* ИСХОДНЫЙ ТЕКСТ:
···
Сами следите, чтобы все это было почеловечнее. Не поддавайтесь ложному стыду, а хоть немножко поузнавайте, как живут те люди, которые несут за вас черный труд, а если попытаетесь когда-нибудь внести какую-нибудь капельку удовольствия в их жизнь, то поверьте, что эта капелька не пропадет. Физический труд вовсе не такая вещь, которую надо избегать, она может дать большую радость, но услужение, служба, постоянная зависимость от других  и абсолютное отсутствие, какого то ни было тепла и внимания создает такую безрадостность, так гнетет и унижает человека, что он, наконец, теряет интерес даже к себе и глохнет, и создается раб вместо человека, потерявший себя; участвовать вам в этом не годится – слишком вы богаты духовными радостями и богатствами по сравнению с ними, путь и им хоть немножко померещится иногда, что и у них есть «дом», пусть хоть изредка, ложась после трудового дня, он почувствует,  что кто-то хоть немножко подумал о нем и заснет без сознания, что он куплен, его труд, и затем, что дальше всем все равно, чтобы эти стены, если и не очень удобные, были бы ему все-таки теплы и приятны, что за ними было хоть немножко теплее, чем там, на улице, где все борьба, где нужны только его руки и ноги, где хотят как можно больше от него взять и как можно меньше дать. Я не сентиментальничаю, и так немного нужно. Только не поступайте как худшие из рабовладельцев. И следите за этим сами каждый, обращаясь к себе в этой области; к себе, потому что пользуется  ими именно каждый, и потому, что никто не может этого сделать за другого. Если выбираете кого-нибудь, кто будет ими заведовать, то поговорите с ним потихоньку, спросите, разузнайте то, что вас будет интересовать, но, главное, помните, что помочь в этом может только лично каждый. Хотелось бы, чтобы каждый служащий мог сказать «наша Студия» с любовью и теплым чувством. Да и вообще, надо подумать о том, чтобы в Студии было теплее и удобнее каждому ее члену. Надо больше сплотиться.

Надо больше давать места работе других. Например, сегодня Тезавровский в один день по собственному желанию сколотил необходимые щиты в зрительный зал на окна. Нужно было напряженно поработать плотницкой работой целый день. Разве это не радостно?
···
* ИСХОДНЫЕ ДАННЫЕ:
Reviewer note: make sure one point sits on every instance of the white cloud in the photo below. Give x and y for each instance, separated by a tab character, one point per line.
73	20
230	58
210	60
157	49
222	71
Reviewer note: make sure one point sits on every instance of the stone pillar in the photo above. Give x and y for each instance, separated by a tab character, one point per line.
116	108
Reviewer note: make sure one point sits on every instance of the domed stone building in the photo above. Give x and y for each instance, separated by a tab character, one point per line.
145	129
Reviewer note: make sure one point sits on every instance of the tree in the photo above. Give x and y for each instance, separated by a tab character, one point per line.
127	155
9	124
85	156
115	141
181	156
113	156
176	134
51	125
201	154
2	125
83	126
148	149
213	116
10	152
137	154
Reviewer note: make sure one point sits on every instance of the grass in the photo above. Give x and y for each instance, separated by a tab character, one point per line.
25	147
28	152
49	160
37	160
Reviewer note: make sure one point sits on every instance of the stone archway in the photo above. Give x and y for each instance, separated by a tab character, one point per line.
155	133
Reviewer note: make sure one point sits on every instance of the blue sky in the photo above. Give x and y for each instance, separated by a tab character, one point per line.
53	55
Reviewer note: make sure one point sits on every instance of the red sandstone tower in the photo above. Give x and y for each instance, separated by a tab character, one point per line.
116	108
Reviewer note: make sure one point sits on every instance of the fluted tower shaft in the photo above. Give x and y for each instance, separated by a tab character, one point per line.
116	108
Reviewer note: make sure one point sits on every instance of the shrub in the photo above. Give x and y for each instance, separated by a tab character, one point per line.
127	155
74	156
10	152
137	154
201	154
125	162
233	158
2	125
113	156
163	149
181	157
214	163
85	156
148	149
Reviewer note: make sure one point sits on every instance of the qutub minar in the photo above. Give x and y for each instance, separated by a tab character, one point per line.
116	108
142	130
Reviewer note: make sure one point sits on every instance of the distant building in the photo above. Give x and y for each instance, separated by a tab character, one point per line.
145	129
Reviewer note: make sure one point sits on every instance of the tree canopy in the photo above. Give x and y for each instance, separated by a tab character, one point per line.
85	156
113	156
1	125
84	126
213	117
···
* ЗАДАНИЯ:
- A) Перепечатайте из исходного текста фрагмент от слов «Надо больше давать» до слов «это не радостно?» включительно.
- B) Преобразуйте записи от строки, содержащей «the tree canopy», до конца записей включительно в CSV с двумя столбцами «запрос» и «ответ». Каждой паре из запроса и ответа отводится одна строка, каждое значение стоит в отдельном поле в кавычках, а переносы строк заменены пробелами.

* ОТВЕТЫ:
- A)
Надо больше давать места работе других. Например, сегодня Тезавровский в один день по собственному желанию сколотил необходимые щиты в зрительный зал на окна. Нужно было напряженно поработать плотницкой работой целый день. Разве это не радостно?

- B)
запрос,ответ
"Reviewer note: make sure one point sits on every instance of the tree canopy in the photo above. Give x and y for each instance, separated by a tab character, one point per line.","85	156 113	156 1	125 84	126 213	117"